Excerpt -
Content starts

= Murder of Aurman Singh =

2023 murder in Shrewsbury, England

Aurman Singh (9 November 1999 – 21 August 2023) was a 23-year-old delivery driver who was murdered on 21 August 2023 while working in Shrewsbury, England. He was killed in a planned ambush attack. Six men have been convicted of murder, one was convicted of manslaughter, and two suspects remain wanted in connection with the case.

==Murder==
Aurman Singh, of Smethwick, worked as a delivery driver for DPD and was based at a depot in Stoke-on-Trent. On 21 August 2023, he was delivering parcels on Berwick Avenue in Shrewsbury when he was attacked by a group of men who had travelled to the area in two cars.

The group had obtained details of Aurman Singh’s delivery route from Sukhmandeep Singh, a colleague at DPD. The attackers used multiple weapons, including an axe, a shovel and other implements. Singh sustained fatal injuries and was pronounced dead at the scene.

Content ends

Dataset -
Content starts

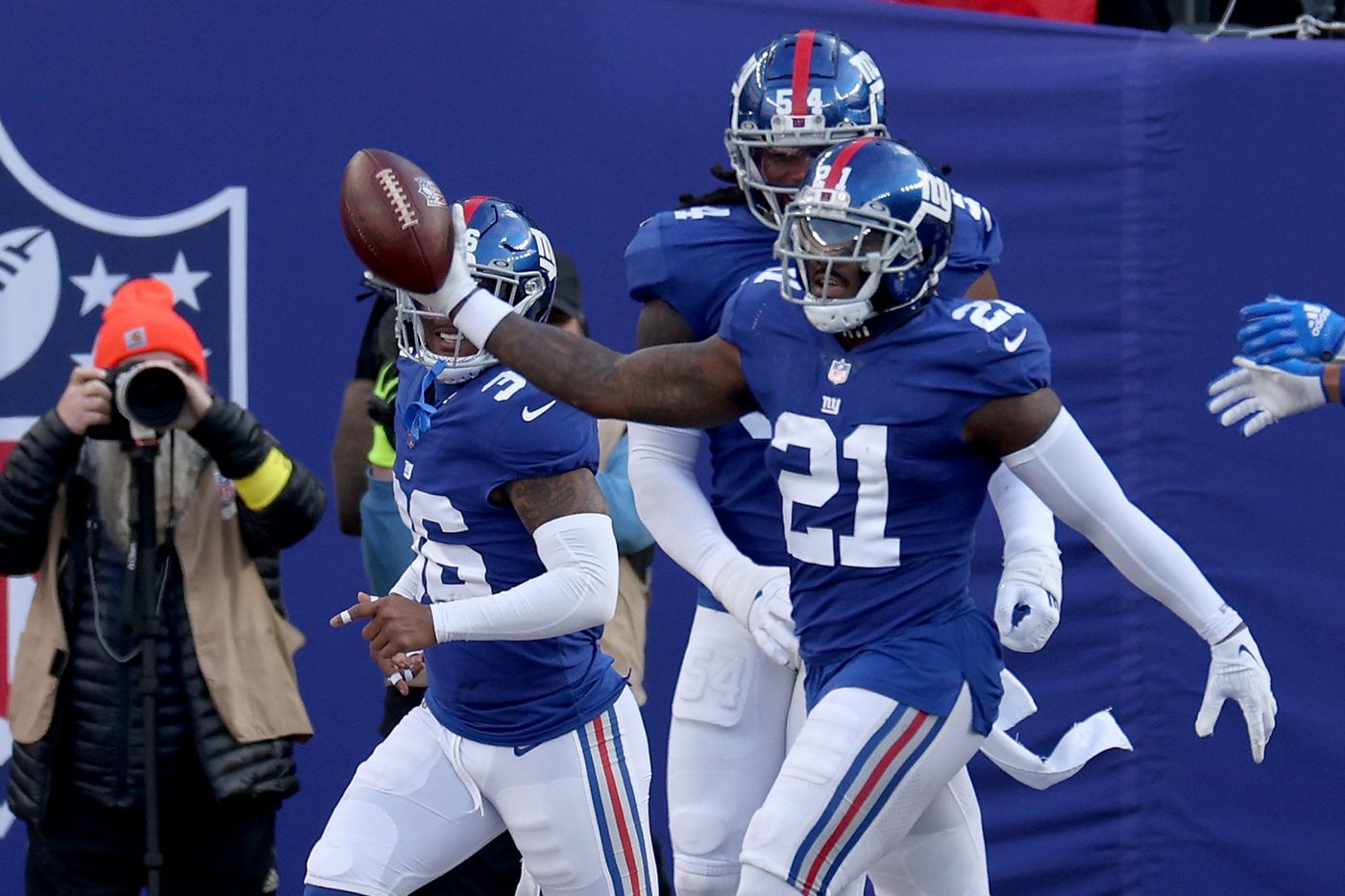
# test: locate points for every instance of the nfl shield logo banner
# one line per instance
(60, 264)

Content ends
Content starts

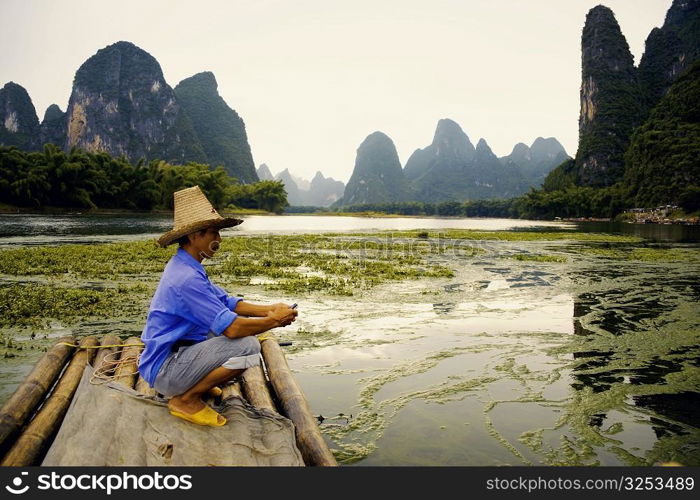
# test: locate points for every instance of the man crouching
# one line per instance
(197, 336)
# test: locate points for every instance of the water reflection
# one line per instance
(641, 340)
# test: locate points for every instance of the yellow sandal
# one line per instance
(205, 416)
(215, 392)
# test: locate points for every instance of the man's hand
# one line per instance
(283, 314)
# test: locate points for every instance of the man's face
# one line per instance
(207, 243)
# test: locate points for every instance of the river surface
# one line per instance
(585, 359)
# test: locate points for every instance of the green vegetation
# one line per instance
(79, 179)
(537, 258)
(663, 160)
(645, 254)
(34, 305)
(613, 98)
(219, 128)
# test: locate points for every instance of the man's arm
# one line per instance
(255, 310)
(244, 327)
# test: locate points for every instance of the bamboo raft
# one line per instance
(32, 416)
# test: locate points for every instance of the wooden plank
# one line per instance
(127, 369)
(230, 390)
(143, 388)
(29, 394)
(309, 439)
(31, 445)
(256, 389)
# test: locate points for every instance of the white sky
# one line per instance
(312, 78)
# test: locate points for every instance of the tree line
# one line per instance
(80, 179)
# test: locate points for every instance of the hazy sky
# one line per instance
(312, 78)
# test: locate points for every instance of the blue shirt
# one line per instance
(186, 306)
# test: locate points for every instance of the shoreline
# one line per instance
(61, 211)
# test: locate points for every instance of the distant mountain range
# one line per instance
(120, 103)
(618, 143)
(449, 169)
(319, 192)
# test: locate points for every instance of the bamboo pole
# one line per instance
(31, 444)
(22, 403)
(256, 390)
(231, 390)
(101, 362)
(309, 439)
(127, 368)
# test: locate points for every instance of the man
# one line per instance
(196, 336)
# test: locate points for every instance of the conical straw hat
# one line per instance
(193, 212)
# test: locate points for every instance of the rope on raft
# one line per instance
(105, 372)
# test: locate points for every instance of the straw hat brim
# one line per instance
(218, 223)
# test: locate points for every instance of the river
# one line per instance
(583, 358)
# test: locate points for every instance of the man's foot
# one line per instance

Content ends

Assignment -
Answer these questions from the Aurman Singh article:
(a) How many men have been convicted of murder in the case?
(b) Which company employed Aurman Singh as a delivery driver?
(c) On which street was he delivering parcels when he was attacked?

Solution for this task -
(a) Six
(b) DPD
(c) Berwick Avenue